== Activity ==
Reproduce each of the following records word for word, keeping every line intact.
#####
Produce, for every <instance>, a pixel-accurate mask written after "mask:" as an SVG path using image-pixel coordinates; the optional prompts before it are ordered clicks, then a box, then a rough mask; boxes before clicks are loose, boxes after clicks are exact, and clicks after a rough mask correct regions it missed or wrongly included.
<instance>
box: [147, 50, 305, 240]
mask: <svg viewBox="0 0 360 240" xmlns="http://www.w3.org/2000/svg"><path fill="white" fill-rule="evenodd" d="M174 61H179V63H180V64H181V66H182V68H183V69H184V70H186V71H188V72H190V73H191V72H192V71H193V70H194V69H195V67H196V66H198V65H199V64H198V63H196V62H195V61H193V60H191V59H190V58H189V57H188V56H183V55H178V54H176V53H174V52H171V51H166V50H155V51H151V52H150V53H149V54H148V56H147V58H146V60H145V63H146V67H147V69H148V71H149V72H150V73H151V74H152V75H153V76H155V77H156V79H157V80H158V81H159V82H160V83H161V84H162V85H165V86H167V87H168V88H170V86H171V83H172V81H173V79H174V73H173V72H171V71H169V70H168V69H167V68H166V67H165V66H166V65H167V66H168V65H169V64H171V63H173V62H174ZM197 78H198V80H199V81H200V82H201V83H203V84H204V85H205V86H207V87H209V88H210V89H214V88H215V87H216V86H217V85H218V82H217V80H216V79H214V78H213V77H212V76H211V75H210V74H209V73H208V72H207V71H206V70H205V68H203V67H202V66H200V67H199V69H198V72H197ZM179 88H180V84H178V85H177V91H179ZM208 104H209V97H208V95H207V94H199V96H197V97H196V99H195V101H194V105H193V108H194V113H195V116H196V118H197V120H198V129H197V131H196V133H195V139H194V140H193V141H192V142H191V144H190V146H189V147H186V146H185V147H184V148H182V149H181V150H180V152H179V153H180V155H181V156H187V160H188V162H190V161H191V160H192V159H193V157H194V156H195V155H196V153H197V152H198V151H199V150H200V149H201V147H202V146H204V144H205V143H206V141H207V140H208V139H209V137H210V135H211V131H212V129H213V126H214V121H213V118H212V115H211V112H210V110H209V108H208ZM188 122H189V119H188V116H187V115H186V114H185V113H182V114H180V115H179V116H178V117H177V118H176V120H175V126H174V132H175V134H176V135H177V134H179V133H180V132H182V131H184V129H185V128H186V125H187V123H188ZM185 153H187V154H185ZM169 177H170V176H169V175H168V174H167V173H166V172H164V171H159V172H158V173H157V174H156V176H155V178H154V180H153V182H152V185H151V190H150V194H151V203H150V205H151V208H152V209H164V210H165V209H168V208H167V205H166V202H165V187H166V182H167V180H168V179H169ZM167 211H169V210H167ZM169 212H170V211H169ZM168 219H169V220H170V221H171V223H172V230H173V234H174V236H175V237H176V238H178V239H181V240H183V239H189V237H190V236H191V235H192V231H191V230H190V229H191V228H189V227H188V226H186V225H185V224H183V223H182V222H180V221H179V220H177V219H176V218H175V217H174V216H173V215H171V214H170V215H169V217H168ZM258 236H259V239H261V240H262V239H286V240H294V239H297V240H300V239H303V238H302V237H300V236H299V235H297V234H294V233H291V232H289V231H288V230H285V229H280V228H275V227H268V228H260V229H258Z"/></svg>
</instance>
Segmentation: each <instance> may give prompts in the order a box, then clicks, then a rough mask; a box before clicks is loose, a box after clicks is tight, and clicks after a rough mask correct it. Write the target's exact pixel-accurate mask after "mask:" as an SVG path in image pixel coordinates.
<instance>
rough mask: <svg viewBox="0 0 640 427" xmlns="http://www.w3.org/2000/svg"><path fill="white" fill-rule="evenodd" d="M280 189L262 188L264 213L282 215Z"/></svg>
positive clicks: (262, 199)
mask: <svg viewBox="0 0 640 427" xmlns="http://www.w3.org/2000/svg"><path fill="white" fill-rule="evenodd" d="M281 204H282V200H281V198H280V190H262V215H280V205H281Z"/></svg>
#####
== Solution to this problem ==
Produce, for every <instance>, a pixel-accurate mask written after "mask:" as an SVG path using image-pixel coordinates; the optional prompts before it are ordered clicks, then a box, then a rough mask; boxes before clicks are loose, boxes after clicks are exact, and clicks after a rough mask correct regions it missed or wrongly included.
<instance>
box: [147, 50, 305, 240]
mask: <svg viewBox="0 0 360 240" xmlns="http://www.w3.org/2000/svg"><path fill="white" fill-rule="evenodd" d="M174 61H179V63H180V64H181V66H182V68H183V69H184V70H186V71H188V72H190V73H191V72H192V71H193V70H194V69H195V67H196V66H198V65H199V64H198V63H196V62H195V61H193V60H191V59H190V58H189V57H188V56H183V55H178V54H176V53H174V52H171V51H166V50H155V51H151V52H150V53H149V54H148V56H147V58H146V60H145V63H146V67H147V69H148V71H149V72H150V73H151V74H152V75H153V76H155V77H156V79H157V80H158V81H159V82H160V83H161V84H162V85H165V86H167V87H168V88H170V86H171V83H172V81H173V79H174V73H173V72H171V71H169V70H168V69H167V68H166V67H165V66H166V65H167V66H168V65H169V64H171V63H173V62H174ZM197 78H198V80H199V81H200V82H201V83H203V84H204V85H205V86H207V87H209V88H210V89H214V88H215V87H216V86H217V85H218V82H217V80H216V79H214V78H213V77H212V76H211V75H210V74H209V73H208V72H207V71H206V70H205V68H203V67H202V66H200V67H199V69H198V72H197ZM179 88H180V84H178V85H177V91H179ZM208 104H209V97H208V95H207V94H199V96H197V97H196V99H195V101H194V105H193V108H194V113H195V116H196V118H197V120H198V129H197V131H196V133H195V139H194V140H193V141H192V142H191V144H190V146H189V147H186V146H185V147H184V148H182V149H181V150H180V152H179V153H180V155H181V156H187V160H188V162H190V161H191V160H192V159H193V157H194V156H195V155H196V153H197V152H198V151H199V150H200V149H201V147H202V146H204V144H205V143H206V141H207V140H208V139H209V137H210V135H211V131H212V129H213V126H214V121H213V118H212V115H211V112H210V110H209V108H208ZM188 122H189V119H188V116H187V115H186V114H185V113H182V114H180V115H179V116H178V117H177V118H176V120H175V126H174V132H175V134H176V135H177V134H179V133H180V132H182V131H184V129H185V128H186V125H187V123H188ZM185 153H187V154H185ZM169 177H170V176H169V175H168V174H167V173H166V172H164V171H159V172H158V173H157V174H156V176H155V178H154V180H153V182H152V185H151V190H150V194H151V203H150V205H151V208H152V209H164V210H165V209H168V208H167V205H166V202H165V187H166V182H167V180H168V179H169ZM167 211H169V210H167ZM169 212H170V211H169ZM168 219H169V220H170V221H171V223H172V230H173V234H174V236H175V237H176V238H178V239H181V240H183V239H189V237H190V236H191V235H192V231H191V230H190V229H191V228H189V227H188V226H186V225H185V224H183V223H182V222H180V221H179V220H177V219H176V218H175V217H174V216H173V215H171V214H170V215H169V217H168ZM258 236H259V239H261V240H262V239H286V240H294V239H297V240H300V239H303V238H302V237H300V236H299V235H297V234H294V233H291V232H289V231H288V230H285V229H280V228H275V227H268V228H260V229H258Z"/></svg>
</instance>
Segmentation: each <instance> may give prompts in the order a box, then clicks, then a rough mask; a box before clicks is loose, a box after clicks is tight, and clicks after a rough mask correct it. Write the target's exact pixel-accurate mask after "mask:" as an SVG path in image pixel coordinates.
<instance>
rough mask: <svg viewBox="0 0 640 427" xmlns="http://www.w3.org/2000/svg"><path fill="white" fill-rule="evenodd" d="M280 189L262 188L264 213L282 215Z"/></svg>
positive clicks: (262, 199)
mask: <svg viewBox="0 0 640 427" xmlns="http://www.w3.org/2000/svg"><path fill="white" fill-rule="evenodd" d="M281 204H282V200H281V198H280V190H262V215H280V205H281Z"/></svg>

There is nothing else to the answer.